Transcribe exactly the line that contains "Target: cluster of houses" and every line after it through the end of the records, with nothing else.

Data supplied.

"""

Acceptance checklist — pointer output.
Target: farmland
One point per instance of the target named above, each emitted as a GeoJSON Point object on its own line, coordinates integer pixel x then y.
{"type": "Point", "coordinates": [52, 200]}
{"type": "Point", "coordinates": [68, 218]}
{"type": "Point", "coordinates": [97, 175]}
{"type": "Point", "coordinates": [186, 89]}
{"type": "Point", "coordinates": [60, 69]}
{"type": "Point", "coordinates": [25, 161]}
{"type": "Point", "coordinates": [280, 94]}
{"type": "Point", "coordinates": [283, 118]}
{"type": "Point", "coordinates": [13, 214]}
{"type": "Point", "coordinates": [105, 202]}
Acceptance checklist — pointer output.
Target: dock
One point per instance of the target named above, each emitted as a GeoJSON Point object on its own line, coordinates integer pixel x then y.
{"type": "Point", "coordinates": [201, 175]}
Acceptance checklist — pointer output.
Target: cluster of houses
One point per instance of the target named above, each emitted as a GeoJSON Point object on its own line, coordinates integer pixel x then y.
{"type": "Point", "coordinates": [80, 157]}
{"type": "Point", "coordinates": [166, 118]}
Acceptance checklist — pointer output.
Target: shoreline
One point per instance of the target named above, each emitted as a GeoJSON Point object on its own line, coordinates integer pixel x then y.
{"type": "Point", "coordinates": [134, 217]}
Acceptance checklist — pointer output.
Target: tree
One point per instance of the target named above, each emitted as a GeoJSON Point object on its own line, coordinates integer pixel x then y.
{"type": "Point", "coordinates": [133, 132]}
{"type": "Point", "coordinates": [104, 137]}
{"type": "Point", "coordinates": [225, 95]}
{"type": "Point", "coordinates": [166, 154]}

"""

Solution to the exercise.
Target: cluster of houses
One point per instance of the target named above, each emitted as a GeoJSON Point object on its own line, coordinates integer pixel x then y.
{"type": "Point", "coordinates": [80, 157]}
{"type": "Point", "coordinates": [166, 118]}
Acceptance checklist — pointer output.
Target: shoreline
One point per instance of the target named above, each emitted as a GeoJSON Point object on its own line, coordinates integer pixel x then y.
{"type": "Point", "coordinates": [134, 217]}
Acceptance checklist — pointer output.
Target: tree
One point per instance of the target named above, each emitted as a GeoJSON Point object on its own line, coordinates integer pixel x then y.
{"type": "Point", "coordinates": [133, 132]}
{"type": "Point", "coordinates": [104, 137]}
{"type": "Point", "coordinates": [225, 95]}
{"type": "Point", "coordinates": [166, 154]}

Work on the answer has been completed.